HOW TO COMPLETE THIS TASK:
With every picture left out, give the data below back exactly.

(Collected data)

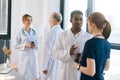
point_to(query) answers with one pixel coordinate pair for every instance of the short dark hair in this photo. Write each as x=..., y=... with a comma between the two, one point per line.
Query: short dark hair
x=101, y=23
x=76, y=12
x=57, y=16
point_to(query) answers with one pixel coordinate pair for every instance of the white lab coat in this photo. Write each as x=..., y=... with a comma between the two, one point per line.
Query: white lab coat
x=28, y=61
x=61, y=52
x=48, y=62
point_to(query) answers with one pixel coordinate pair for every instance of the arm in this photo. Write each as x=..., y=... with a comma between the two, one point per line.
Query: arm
x=107, y=65
x=18, y=44
x=89, y=70
x=60, y=51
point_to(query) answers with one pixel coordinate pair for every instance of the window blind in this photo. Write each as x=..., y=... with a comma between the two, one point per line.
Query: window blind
x=3, y=17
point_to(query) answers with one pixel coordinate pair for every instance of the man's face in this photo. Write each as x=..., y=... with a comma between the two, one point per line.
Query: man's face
x=77, y=21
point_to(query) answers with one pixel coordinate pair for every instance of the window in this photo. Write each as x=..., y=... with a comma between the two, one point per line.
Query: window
x=5, y=16
x=112, y=13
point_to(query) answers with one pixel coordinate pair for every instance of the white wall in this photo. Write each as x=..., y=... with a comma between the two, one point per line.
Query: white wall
x=40, y=10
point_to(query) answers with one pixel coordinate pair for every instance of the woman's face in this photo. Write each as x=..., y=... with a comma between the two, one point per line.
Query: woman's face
x=27, y=21
x=90, y=27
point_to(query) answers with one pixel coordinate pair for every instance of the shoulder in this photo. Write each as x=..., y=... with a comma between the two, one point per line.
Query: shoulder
x=86, y=34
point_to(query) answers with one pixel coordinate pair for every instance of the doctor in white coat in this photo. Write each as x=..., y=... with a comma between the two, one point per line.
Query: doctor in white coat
x=49, y=64
x=70, y=44
x=26, y=42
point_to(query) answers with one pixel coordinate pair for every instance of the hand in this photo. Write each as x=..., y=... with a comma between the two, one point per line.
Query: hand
x=30, y=45
x=45, y=71
x=72, y=49
x=78, y=55
x=75, y=65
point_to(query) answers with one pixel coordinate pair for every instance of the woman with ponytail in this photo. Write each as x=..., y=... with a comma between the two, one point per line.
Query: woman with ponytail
x=96, y=54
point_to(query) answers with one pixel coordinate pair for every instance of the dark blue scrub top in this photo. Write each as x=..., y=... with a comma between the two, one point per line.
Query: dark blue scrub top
x=99, y=50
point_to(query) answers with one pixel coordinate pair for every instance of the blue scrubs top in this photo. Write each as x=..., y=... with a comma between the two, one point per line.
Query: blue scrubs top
x=99, y=50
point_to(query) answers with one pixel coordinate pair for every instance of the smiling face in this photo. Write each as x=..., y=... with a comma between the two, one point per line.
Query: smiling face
x=90, y=27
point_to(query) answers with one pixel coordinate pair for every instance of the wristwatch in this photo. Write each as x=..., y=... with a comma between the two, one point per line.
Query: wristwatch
x=78, y=67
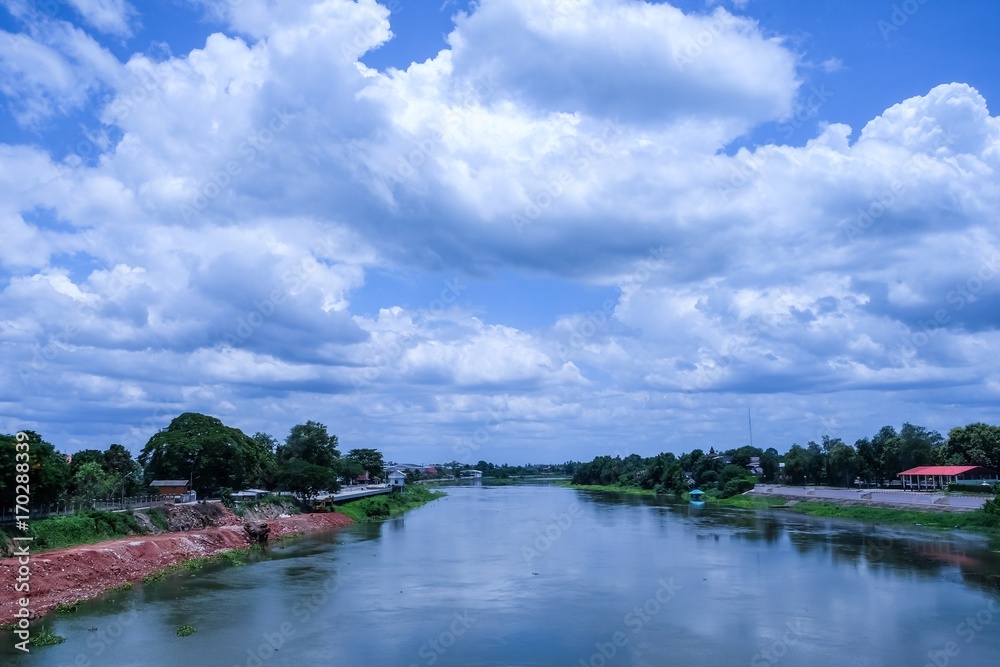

RESPONSE:
point_to(query) answers with one pixel coordinate pair for every instance of the short dark hair in this photo. Write each as x=..., y=... with a comma between the two, one point per line.
Query: short dark hair
x=101, y=23
x=76, y=12
x=57, y=16
point_to(query) answers with one pixel coordinate pair for every instance of the white lab coat in this photo. Write each as x=..., y=... with a comma between the two, one point per line.
Query: white lab coat
x=28, y=61
x=61, y=52
x=48, y=62
point_to(query) answers with one pixel coordinate pair for every instance of the arm in this photo. Write each as x=..., y=... with a comma between the two, one point per line.
Query: arm
x=107, y=65
x=18, y=44
x=89, y=70
x=60, y=51
point_to(query) answers with one pixel coordinate pair for every instance of the window blind in this photo. Write each as x=..., y=... with a comma between the two, one point per line.
Query: window blind
x=3, y=17
point_to(query) answers with one pixel coordinate pair for every instance of the man's face in this photo. Write each as x=..., y=... with a comma between the two, one point per line.
Query: man's face
x=77, y=21
point_to(query) answers with one pixel coordinate pair for every instance of the window in this photo. Write each as x=..., y=... with a comma between the two, one point per line.
Query: window
x=5, y=16
x=112, y=13
point_to(query) answers with one pixel coordinate pair for every instance of the white wall in this photo. Write each as x=..., y=... with a comma between the two, one point per line.
Query: white wall
x=40, y=10
point_to(query) answers with one pixel coordinate pair for every instance of the woman's face in this photo. Write each as x=..., y=... with a comma between the two, one point per line.
Query: woman's face
x=27, y=21
x=90, y=27
point_to(query) answers with one pixel coordinate pair for every instance of the shoulder in this photo. Write each as x=..., y=... with a comma between the two, one point per line.
Query: shoulder
x=86, y=34
point_to(query) answers with one pixel coordinate pair for every instance of the doctor in white coat in this photo. Write each as x=..., y=... with a comma between the two, one point per line.
Query: doctor in white coat
x=49, y=64
x=70, y=44
x=26, y=42
point_to(query) answers with one pixel coordinate pair for every instance of the hand in this photo. Write each as x=..., y=... with a comma between the two, one point per line.
Query: hand
x=30, y=45
x=45, y=71
x=72, y=49
x=78, y=55
x=75, y=65
point_to(query) answers with one pixel coordinate pair for every instance of the woman with ponytail in this photo. Write each as x=..., y=... with a comma between the two, one point per line.
Query: woman with ponytail
x=96, y=54
point_to(query) answers with one pixel coordinate pair for every instance of the dark blue scrub top in this photo. Write each as x=..., y=... with a comma between the two, one point per line.
Query: dark blue scrub top
x=99, y=50
point_to(query) answers with one pixel coordinate pair for every instance of the blue scrubs top in this photo. Write each as x=..., y=... with a comma between the two, one point per line.
Query: blue scrubs top
x=99, y=50
point_to(query) answers with one pixel coordinate pair for every instance of the smiling face in this photo. Write each as x=..., y=... with a comma between the two, one point per line.
Query: smiling face
x=90, y=27
point_to(query) answers with one pixel coordinate pair for every instance of the wristwatch in this photo. Write each as x=..., y=... with a comma between the two, one point per line.
Query: wristwatch
x=78, y=67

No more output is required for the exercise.